— begin Data for this task —
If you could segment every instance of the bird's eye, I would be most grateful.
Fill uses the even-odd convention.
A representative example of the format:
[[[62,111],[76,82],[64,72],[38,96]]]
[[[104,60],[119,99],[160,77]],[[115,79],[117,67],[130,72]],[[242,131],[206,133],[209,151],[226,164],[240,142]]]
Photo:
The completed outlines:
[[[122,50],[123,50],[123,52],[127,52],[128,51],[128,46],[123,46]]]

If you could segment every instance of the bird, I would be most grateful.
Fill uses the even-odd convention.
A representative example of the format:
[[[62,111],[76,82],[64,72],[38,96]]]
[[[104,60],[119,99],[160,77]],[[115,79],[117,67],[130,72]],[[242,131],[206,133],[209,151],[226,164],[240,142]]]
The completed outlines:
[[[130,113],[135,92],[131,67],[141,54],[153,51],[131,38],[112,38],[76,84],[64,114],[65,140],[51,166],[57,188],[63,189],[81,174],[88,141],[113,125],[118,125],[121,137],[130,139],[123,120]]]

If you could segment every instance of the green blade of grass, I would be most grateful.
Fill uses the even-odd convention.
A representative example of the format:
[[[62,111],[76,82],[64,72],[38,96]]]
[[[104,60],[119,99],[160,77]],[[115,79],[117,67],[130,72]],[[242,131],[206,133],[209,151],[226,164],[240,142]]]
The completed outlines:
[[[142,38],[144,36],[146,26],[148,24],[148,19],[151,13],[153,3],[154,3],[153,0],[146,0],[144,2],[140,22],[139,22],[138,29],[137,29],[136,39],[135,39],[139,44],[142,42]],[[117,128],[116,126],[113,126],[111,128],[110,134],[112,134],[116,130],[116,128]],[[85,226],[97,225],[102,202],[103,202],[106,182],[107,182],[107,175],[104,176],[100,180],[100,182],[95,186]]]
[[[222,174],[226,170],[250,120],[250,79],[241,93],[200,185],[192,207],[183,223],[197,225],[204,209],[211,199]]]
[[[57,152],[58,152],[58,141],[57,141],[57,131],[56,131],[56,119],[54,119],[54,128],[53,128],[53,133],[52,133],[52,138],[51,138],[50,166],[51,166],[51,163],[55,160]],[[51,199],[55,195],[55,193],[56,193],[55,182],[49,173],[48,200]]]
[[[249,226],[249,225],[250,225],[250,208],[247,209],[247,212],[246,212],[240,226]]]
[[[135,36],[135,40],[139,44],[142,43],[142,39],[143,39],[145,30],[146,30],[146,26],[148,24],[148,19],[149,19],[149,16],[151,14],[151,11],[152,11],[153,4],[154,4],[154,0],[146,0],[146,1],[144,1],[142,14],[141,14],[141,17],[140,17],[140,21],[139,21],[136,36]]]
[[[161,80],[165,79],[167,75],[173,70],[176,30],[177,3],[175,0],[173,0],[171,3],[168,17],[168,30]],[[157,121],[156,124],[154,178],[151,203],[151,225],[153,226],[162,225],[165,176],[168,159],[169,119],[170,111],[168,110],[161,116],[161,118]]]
— end Data for this task —
→ What you are asked to do
Rewrite the stretch of the listing from the line containing "If you could segment every instance of the green" through the end of the listing, keeping every line, including the requests. Multiply each coordinate in the outlines by 0.85 and round to whole numbers, with halves rounded up, while leaving the requests and their format samples unchanged.

→ The result
If you could segment every instance of the green blade of grass, I would be most grateful.
Fill uses the even-odd convention.
A representative example of the format:
[[[62,111],[76,82],[64,72],[38,96]]]
[[[104,60],[119,99],[160,77]],[[115,79],[117,67],[130,72]],[[242,131],[206,133],[209,151],[226,164],[240,142]]]
The completed outlines:
[[[121,32],[122,31],[124,22],[126,20],[126,16],[128,11],[130,3],[131,3],[130,0],[124,0],[122,2],[119,19],[118,19],[117,25],[116,25],[116,33],[115,33],[118,37],[121,36]],[[99,109],[99,107],[96,107],[94,109],[94,114],[95,114],[99,111],[99,109]],[[72,192],[82,191],[87,172],[88,172],[90,155],[91,155],[91,149],[88,150],[85,153],[85,155],[81,158]]]
[[[189,148],[192,145],[213,102],[213,67],[205,79],[170,157],[163,176],[156,190],[167,191],[173,178],[179,169]]]
[[[48,129],[49,129],[49,120],[48,120],[48,111],[48,111],[48,101],[46,101],[46,109],[45,109],[45,113],[44,113],[44,117],[43,117],[43,141],[43,141],[43,139],[47,136]],[[43,169],[47,166],[47,164],[48,164],[47,155],[42,147],[41,170]]]
[[[212,192],[212,191],[213,191],[213,177],[210,178],[210,180],[209,180],[204,192]]]
[[[115,31],[115,34],[118,37],[121,37],[121,33],[122,33],[123,26],[124,26],[124,22],[126,20],[126,16],[127,16],[127,14],[128,12],[128,9],[129,9],[130,3],[131,3],[131,0],[124,0],[124,1],[122,1],[121,12],[120,12],[120,14],[119,14],[119,18],[118,18],[116,31]]]
[[[137,68],[140,67],[142,64],[147,60],[150,26],[150,3],[149,0],[147,0],[145,3],[143,14],[143,26]],[[133,103],[133,105],[131,151],[128,173],[128,191],[130,192],[138,191],[140,150],[143,135],[144,101],[145,94],[143,94],[137,99],[137,100]]]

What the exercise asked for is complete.